= Records for the exercise =

● ● ● ● ●

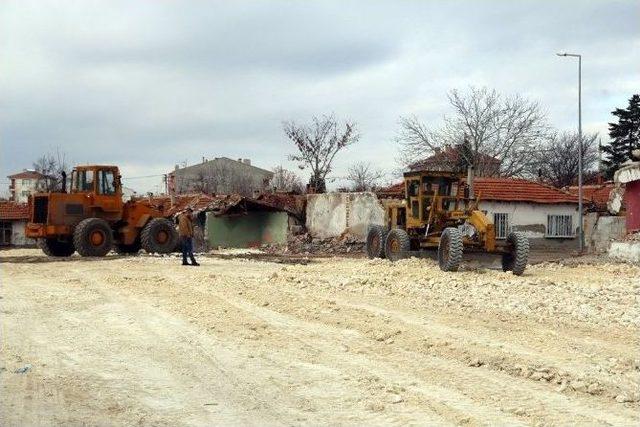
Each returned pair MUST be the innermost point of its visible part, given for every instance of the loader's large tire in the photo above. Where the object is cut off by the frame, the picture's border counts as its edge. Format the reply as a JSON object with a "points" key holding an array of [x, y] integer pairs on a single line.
{"points": [[93, 237], [450, 249], [159, 236], [397, 245], [374, 245], [133, 248], [53, 247], [516, 259]]}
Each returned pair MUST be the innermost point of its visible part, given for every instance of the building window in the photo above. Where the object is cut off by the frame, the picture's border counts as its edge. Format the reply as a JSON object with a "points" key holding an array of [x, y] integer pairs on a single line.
{"points": [[501, 223], [5, 233], [559, 226]]}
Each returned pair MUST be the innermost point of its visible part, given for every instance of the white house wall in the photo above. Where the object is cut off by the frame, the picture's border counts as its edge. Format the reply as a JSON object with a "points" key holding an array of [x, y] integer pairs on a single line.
{"points": [[531, 218], [331, 214]]}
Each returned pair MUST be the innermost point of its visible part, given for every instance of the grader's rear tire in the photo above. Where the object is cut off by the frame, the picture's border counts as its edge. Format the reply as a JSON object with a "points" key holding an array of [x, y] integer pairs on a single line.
{"points": [[159, 236], [516, 259], [397, 245], [450, 249], [93, 237], [53, 247], [375, 241]]}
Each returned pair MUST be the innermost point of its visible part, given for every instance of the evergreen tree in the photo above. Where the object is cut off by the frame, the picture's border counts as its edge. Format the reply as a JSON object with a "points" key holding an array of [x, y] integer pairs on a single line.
{"points": [[625, 136]]}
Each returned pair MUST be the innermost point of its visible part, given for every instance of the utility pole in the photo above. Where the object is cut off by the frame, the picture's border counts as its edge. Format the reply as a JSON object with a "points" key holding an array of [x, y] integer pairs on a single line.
{"points": [[580, 212]]}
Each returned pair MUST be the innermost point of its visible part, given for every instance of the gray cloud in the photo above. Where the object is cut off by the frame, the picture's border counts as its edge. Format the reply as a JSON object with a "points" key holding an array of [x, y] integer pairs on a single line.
{"points": [[150, 84]]}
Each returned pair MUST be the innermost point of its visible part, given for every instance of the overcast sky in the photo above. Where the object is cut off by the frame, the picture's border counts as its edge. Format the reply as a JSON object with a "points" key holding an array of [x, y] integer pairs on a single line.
{"points": [[149, 84]]}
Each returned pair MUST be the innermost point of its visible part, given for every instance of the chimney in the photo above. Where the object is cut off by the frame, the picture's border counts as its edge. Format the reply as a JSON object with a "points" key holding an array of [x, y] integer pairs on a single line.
{"points": [[470, 179]]}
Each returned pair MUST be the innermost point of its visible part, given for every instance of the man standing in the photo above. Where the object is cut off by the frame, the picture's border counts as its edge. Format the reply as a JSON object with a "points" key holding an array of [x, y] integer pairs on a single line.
{"points": [[185, 230]]}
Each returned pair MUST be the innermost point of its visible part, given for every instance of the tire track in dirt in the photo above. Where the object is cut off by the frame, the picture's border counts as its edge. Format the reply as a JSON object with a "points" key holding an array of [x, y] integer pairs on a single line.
{"points": [[537, 400]]}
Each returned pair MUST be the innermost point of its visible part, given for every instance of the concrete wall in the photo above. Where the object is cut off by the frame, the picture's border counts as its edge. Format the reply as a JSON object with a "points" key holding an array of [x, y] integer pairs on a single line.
{"points": [[599, 231], [331, 214], [531, 219], [625, 251], [251, 230]]}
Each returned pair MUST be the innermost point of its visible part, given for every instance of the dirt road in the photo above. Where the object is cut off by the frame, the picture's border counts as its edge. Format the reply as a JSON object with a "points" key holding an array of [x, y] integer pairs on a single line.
{"points": [[145, 341]]}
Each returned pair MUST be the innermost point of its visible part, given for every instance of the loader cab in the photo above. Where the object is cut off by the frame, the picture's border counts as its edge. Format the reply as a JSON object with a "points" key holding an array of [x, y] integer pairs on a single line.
{"points": [[429, 193], [100, 189], [96, 180]]}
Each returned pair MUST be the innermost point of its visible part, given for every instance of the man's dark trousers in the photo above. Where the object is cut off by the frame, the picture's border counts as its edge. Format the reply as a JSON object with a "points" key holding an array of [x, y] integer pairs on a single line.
{"points": [[187, 250]]}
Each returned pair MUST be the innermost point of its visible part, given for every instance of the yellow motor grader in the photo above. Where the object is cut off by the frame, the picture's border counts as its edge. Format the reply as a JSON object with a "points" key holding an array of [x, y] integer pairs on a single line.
{"points": [[437, 212]]}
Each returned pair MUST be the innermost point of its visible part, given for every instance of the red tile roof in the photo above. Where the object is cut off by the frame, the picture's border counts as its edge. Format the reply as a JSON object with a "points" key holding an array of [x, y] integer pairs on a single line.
{"points": [[26, 175], [13, 211], [504, 190], [520, 190]]}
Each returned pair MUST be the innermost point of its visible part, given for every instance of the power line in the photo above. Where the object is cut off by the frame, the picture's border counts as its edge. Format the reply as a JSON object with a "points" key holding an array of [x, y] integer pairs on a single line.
{"points": [[145, 176]]}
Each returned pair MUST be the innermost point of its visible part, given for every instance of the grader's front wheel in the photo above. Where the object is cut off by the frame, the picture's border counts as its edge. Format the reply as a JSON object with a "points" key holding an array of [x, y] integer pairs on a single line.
{"points": [[375, 241], [397, 244], [450, 249], [93, 237], [516, 259]]}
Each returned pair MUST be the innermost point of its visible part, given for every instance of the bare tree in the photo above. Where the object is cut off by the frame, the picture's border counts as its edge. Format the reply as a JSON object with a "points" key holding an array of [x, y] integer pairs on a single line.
{"points": [[51, 165], [484, 126], [285, 180], [556, 162], [318, 143], [363, 176]]}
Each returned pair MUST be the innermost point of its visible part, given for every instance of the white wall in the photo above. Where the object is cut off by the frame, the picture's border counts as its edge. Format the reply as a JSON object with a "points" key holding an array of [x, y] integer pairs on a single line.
{"points": [[331, 214], [28, 188], [530, 218]]}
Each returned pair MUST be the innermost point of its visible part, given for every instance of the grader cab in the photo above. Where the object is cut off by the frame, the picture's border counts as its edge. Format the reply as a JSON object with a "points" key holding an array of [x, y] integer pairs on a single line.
{"points": [[437, 212], [92, 218]]}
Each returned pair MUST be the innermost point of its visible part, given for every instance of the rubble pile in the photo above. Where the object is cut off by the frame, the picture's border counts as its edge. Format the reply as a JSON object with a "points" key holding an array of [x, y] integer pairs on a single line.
{"points": [[305, 244]]}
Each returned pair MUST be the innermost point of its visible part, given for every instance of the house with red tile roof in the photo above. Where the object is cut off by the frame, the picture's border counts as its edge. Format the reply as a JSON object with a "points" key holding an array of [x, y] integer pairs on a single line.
{"points": [[13, 219], [549, 216], [23, 184]]}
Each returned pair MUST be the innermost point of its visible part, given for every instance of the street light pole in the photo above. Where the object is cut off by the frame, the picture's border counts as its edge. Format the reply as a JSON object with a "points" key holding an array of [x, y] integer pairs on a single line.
{"points": [[580, 226]]}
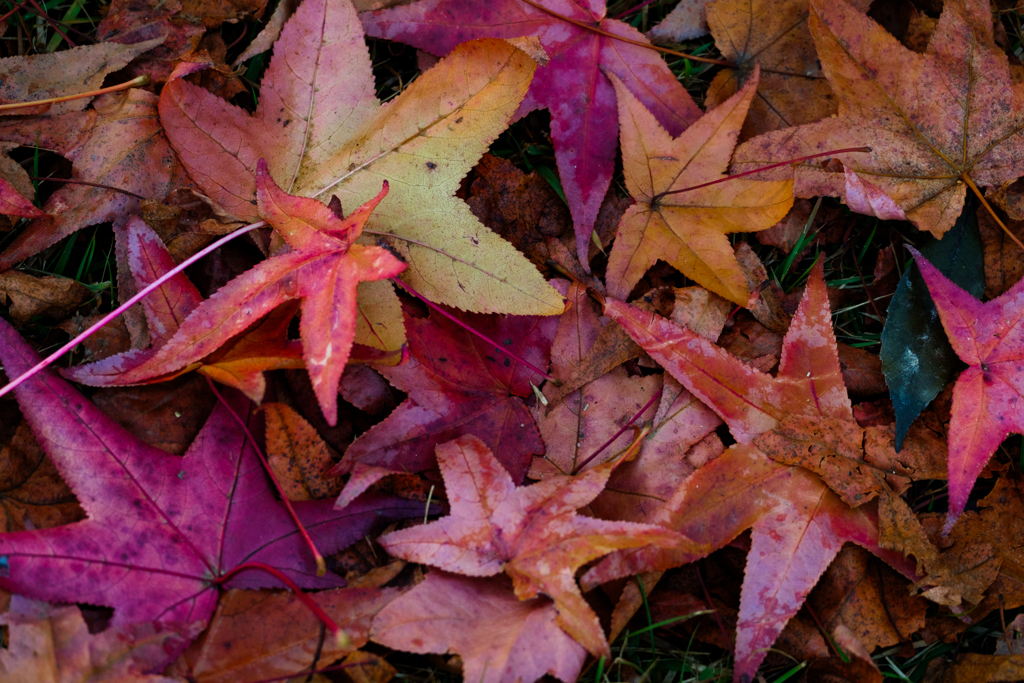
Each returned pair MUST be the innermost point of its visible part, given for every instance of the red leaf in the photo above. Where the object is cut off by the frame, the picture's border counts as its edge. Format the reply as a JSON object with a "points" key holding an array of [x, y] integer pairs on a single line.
{"points": [[572, 85], [798, 523], [161, 529], [459, 384], [323, 269], [532, 534], [501, 639], [986, 408]]}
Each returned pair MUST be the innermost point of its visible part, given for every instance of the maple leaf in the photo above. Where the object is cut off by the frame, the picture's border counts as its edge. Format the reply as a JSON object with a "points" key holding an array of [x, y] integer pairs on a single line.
{"points": [[572, 85], [687, 230], [936, 123], [48, 643], [532, 534], [323, 269], [986, 408], [321, 129], [119, 142], [459, 384], [501, 639], [798, 522], [161, 529], [774, 35]]}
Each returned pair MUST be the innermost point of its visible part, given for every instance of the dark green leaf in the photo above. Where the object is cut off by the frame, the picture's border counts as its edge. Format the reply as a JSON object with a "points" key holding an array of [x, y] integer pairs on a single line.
{"points": [[916, 358]]}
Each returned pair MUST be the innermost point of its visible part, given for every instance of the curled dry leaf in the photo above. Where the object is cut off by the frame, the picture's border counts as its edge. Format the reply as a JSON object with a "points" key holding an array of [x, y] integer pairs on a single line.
{"points": [[688, 230], [162, 529]]}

● ● ● ● ●

= Problem description =
Rename "curled dry leaf" to "crumpled dry leaf" in the lines from the one holding "of the curled" through the last line above, inclusive, and write out only those lines with nothing else changed.

= The reply =
Each returned pair MUST be the innermost point of its visible part, given for every instance of the crumpled dry leaf in the photo above. Where the object is cut off by the frame, the picture's border counts as its edge. Format the reply as a JSON object with a "points" key holding an array of [x, y] integer pairs on a single line.
{"points": [[688, 230], [162, 529]]}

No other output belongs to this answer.